=== TEXT PASSAGE ===
----
In one embodiment, a switch may be disposed between the first and
at least one second power amplifier and the first port of the
coupling device. In another embodiment, band-pass filters may be
disposed between the respective power amplifiers and the first port
of the coupling device. With the additional band-pass filters
arranged on the output of the power amplifiers, harmonic portions
caused by the amplification process may be suppressed and adjacent
channel leakage power reduced.
[0025] Another embodiment of the invention relates to a reduction
of interference signals in the receiver path. In this embodiment, a
first and at least a second filter may be arranged between a third
port of the coupling device and the receiver path. The first and at
least one second filter may comprise a band-pass filter having a
pass-band within different frequency regions. These frequency
regions may be overlapping or non-overlapping. In accordance with
another embodiment, a switch or a duplexer may be disposed between
the third port of the coupling device and the receiver path to
apply a signal provided by the third port of the coupling device to
one of at least two sub-paths of the receiver path in response to a
control signal. Consequently, a sub-path of the receiver path can
be selected in response to the control signal connecting the
respective sub-path to the third port for processing a received
signal provided at the third port of the coupling device. Each of
the sub-paths of the receiver path may comprise a filter and/or a
low noise amplifier. The filter may have different pass-bands. In a
further embodiment, the control signal may be derived from a center
frequency of the signal provided at the third port.
----
Records from a dataset:
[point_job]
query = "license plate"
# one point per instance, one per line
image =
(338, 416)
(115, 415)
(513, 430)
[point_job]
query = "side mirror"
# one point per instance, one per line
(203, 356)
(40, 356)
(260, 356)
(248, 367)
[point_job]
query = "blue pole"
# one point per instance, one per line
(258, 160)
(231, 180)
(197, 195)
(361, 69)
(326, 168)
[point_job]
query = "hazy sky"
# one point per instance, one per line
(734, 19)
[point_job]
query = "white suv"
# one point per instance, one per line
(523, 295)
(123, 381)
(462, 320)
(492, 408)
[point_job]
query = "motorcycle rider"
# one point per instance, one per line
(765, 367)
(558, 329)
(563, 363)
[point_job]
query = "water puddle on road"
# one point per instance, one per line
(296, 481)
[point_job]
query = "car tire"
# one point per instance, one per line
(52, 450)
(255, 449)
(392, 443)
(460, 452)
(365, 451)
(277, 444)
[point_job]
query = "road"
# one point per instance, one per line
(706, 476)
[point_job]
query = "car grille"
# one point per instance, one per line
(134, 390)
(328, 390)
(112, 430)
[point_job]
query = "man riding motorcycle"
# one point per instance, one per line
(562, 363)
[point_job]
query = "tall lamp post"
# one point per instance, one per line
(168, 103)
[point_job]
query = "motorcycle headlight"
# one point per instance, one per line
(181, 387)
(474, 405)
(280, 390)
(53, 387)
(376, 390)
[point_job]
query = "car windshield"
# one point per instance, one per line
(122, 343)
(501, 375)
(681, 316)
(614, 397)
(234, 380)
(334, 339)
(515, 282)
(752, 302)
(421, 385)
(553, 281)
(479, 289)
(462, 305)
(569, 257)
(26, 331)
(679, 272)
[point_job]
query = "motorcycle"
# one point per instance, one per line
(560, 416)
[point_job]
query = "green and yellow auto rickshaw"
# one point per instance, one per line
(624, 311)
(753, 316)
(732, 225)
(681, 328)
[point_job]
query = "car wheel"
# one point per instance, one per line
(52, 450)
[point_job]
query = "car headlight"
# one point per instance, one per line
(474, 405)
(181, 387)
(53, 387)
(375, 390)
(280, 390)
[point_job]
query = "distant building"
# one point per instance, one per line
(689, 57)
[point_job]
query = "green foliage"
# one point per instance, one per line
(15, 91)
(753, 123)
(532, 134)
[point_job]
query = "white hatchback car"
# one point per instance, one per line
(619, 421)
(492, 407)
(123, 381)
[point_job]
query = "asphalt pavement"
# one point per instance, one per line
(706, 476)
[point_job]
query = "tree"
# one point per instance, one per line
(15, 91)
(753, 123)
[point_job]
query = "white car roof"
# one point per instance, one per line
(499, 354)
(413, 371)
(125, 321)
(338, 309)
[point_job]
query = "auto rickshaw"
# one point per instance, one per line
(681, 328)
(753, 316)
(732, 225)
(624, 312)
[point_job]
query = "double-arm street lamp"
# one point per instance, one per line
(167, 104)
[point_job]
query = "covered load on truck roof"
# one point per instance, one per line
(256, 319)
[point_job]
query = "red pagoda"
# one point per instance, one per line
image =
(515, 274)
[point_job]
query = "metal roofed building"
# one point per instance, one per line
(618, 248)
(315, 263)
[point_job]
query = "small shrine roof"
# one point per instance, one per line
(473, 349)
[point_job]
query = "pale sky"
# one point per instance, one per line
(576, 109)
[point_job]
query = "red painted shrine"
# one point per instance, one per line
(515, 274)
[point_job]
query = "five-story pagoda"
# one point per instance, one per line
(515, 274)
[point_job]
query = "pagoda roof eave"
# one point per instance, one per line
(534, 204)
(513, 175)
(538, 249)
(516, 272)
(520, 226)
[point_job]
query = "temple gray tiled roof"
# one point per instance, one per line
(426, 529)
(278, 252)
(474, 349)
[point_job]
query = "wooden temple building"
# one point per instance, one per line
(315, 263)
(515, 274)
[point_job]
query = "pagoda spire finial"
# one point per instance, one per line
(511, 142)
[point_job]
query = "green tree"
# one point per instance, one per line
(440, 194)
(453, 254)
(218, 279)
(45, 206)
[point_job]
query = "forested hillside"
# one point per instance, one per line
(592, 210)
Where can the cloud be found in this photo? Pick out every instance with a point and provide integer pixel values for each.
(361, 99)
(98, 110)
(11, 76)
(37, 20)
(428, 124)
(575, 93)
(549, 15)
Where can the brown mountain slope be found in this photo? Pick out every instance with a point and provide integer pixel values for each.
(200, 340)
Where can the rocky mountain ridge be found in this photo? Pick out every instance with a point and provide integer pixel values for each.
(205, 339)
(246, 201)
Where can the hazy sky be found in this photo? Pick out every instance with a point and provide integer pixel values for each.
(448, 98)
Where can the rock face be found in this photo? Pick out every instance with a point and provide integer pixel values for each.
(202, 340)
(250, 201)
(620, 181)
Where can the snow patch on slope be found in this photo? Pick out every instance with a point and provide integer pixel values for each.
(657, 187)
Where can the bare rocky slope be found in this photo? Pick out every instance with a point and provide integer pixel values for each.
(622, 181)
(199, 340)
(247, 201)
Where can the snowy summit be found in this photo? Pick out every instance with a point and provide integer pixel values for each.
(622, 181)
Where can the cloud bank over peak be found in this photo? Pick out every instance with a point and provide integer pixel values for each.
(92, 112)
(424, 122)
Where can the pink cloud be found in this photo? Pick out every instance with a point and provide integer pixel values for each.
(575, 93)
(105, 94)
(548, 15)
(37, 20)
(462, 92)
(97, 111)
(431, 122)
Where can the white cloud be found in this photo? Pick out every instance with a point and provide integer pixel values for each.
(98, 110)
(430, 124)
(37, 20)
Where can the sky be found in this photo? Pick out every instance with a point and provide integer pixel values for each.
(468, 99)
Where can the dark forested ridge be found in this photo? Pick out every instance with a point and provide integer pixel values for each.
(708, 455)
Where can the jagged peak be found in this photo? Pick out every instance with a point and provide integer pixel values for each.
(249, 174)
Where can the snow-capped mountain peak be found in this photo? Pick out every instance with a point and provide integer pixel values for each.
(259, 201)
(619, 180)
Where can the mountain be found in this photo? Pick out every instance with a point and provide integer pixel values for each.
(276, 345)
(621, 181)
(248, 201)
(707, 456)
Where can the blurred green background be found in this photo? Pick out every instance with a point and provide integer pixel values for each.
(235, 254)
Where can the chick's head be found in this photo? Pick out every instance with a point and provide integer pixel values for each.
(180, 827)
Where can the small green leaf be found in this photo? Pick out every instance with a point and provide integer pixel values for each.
----
=== TASK SET ===
[1] State whether each statement agrees with the passage about the coupling device, giving yes or no and quoting the words of the passage that decide it. (a) Band-pass filters on the output of the power amplifiers may suppress harmonic portions caused by amplification. (b) The frequency regions of the first and second filter must not overlap. (c) The control signal may be derived from a center frequency of the signal provided at the third port.
[2] Output the passage about the coupling device word for word, from "In one embodiment, a" up to and including "leakage power reduced.".
The listing was taken from a separate source.

=== THE RESPONSES ===
[1]
(a) Yes: "harmonic portions caused by the amplification process may be suppressed"
(b) No: "These frequency regions may be overlapping or non-overlapping."
(c) Yes: "the control signal may be derived from a center frequency of the signal provided at the third port"

[2]
In one embodiment, a switch may be disposed between the first and
at least one second power amplifier and the first port of the
coupling device. In another embodiment, band-pass filters may be
disposed between the respective power amplifiers and the first port
of the coupling device. With the additional band-pass filters
arranged on the output of the power amplifiers, harmonic portions
caused by the amplification process may be suppressed and adjacent
channel leakage power reduced.